Report each line in the entries below that contains the word "baseboard".

+--

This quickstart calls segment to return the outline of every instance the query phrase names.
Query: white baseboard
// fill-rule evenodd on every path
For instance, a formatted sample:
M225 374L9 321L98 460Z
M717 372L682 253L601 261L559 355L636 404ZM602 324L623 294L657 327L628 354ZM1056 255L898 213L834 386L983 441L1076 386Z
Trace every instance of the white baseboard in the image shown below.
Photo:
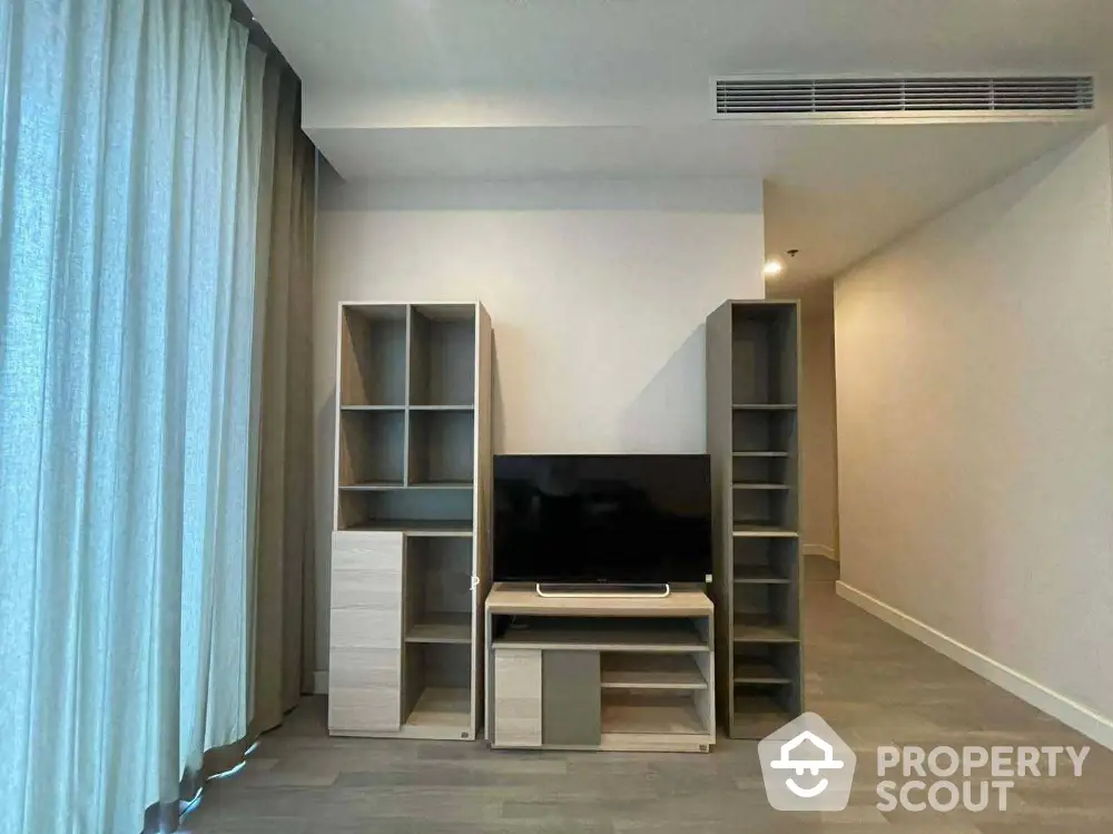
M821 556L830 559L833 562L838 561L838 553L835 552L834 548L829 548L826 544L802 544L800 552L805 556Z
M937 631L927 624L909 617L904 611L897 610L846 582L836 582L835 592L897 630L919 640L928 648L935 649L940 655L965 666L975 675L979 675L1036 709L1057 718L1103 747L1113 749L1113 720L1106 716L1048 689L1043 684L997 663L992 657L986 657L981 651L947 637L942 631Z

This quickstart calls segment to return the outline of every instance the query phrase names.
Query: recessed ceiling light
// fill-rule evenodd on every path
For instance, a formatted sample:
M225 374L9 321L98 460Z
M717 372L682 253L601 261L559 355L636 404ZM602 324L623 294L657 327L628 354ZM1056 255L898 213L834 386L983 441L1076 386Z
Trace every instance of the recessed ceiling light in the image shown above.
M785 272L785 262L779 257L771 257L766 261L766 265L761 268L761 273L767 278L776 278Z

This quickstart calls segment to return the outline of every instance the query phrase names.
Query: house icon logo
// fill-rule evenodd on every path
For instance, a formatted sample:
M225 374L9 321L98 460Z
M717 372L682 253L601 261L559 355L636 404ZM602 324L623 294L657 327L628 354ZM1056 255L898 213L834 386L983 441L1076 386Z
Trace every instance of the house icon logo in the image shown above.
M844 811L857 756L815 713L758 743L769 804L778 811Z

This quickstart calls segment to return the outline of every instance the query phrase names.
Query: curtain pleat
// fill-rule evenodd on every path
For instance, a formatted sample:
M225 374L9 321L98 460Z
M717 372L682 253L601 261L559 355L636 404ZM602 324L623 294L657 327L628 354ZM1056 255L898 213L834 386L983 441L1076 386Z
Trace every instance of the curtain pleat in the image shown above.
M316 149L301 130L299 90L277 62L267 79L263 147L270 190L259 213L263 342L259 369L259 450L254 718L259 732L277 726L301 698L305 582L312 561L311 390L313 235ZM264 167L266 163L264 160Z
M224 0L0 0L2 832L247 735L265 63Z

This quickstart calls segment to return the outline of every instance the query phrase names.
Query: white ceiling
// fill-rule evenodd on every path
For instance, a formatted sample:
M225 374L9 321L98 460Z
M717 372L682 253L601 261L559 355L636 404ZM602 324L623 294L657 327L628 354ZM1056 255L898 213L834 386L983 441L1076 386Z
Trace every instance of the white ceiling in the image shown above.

+--

* **The solution**
Query: white baseboard
Trace every instance of the white baseboard in the image shown below.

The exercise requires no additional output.